» Your goal
Format the lines below as a numbered list, skipping any blank lines. Leave the pictures out of your answer.

» A run of lines
_ _ _ _ _ _ _

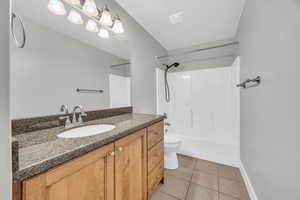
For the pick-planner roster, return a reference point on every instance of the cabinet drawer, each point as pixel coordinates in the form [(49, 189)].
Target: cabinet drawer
[(155, 155), (155, 177), (155, 133)]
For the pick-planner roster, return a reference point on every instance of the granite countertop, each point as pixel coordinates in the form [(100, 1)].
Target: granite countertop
[(41, 150)]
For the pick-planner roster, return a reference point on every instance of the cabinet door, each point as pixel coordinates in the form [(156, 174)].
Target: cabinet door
[(131, 167), (90, 177)]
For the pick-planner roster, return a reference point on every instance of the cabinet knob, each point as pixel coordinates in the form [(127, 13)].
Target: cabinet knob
[(120, 149), (112, 153)]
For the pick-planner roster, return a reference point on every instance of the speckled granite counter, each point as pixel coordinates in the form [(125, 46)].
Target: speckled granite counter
[(42, 150)]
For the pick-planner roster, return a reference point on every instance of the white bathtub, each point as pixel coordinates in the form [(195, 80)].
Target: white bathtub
[(209, 150)]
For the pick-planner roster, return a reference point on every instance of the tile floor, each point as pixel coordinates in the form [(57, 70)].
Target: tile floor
[(197, 179)]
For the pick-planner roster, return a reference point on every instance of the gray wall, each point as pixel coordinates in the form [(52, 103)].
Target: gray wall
[(45, 74), (143, 49), (269, 37), (5, 166)]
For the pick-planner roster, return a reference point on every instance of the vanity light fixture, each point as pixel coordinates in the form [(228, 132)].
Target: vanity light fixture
[(75, 17), (91, 26), (103, 33), (74, 2), (57, 7), (105, 18), (102, 18), (118, 26), (90, 8)]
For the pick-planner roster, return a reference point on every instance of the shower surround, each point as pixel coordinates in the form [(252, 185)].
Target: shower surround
[(204, 112)]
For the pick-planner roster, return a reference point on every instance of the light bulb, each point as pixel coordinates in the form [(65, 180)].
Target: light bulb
[(90, 8), (57, 7), (105, 18), (91, 26), (118, 26), (75, 17), (74, 2), (103, 33)]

_ _ _ _ _ _ _

» Solution for this problem
1. For the pick-planner roster, return a reference point on every instance of the cabinet drawer, each point as pixel coordinates in the form [(49, 189)].
2. Target: cabinet drawer
3. [(155, 155), (155, 177), (155, 133)]
4. For the pick-planner roster, return a reference point on every instance of the granite countertop, each point as pixel coordinates in the form [(100, 1)].
5. Target: granite countertop
6. [(41, 150)]
7. For the pick-planner roster, return a reference point on every instance of the cabinet door, each point as pixel coordinates in the form [(156, 174)].
8. Target: cabinet door
9. [(131, 167), (90, 177)]
10. For the pick-planner roster, return a reference point on every instance of the cabinet knob, each point as pixel coordinates in the form [(127, 13)].
11. Target: cabinet knob
12. [(120, 149), (112, 153)]
13. For the pick-planner roster, return a reference point on every instance of the speckled granite counter, each point as pixel coordinates in the form [(125, 46)].
14. Target: speckled granite counter
15. [(42, 150)]
16. For the pick-planner roster, return a reference point on every instance of the white bathtub, each point as pixel coordinates in the form [(195, 80)].
17. Target: white bathtub
18. [(209, 150)]
19. For the pick-planner roster, return a reference point on every instance of the tile floor, each point as pixel coordinates in the form [(57, 70)].
20. Target: tile floor
21. [(197, 179)]
22. For the pick-planner roster, return a reference point on every instance of the gray wall, each point as pixel coordinates in the form [(52, 103)].
23. Target: gray wall
24. [(45, 74), (143, 49), (269, 37), (5, 166)]
25. For the pick-planner roster, return a reference point on every instance of the vanity light fixture, each point as pixel coordinates in the form [(228, 132)].
26. Target: vanity light fixture
27. [(75, 17), (91, 26), (103, 33), (74, 2), (57, 7), (105, 18), (102, 18), (118, 26), (90, 8)]
28. For the pick-planner roster, return a reference point on every instance of the shower surround, each point as pixel coordinates in the form [(252, 185)].
29. Target: shower surround
30. [(204, 112)]
31. For the pick-planner roster, return a reference point on every instance of the light bulb, each point as pixel coordinates in the form [(65, 180)].
32. Target: light bulb
33. [(90, 8), (57, 7), (105, 18), (91, 26), (118, 26), (75, 17), (74, 2), (103, 33)]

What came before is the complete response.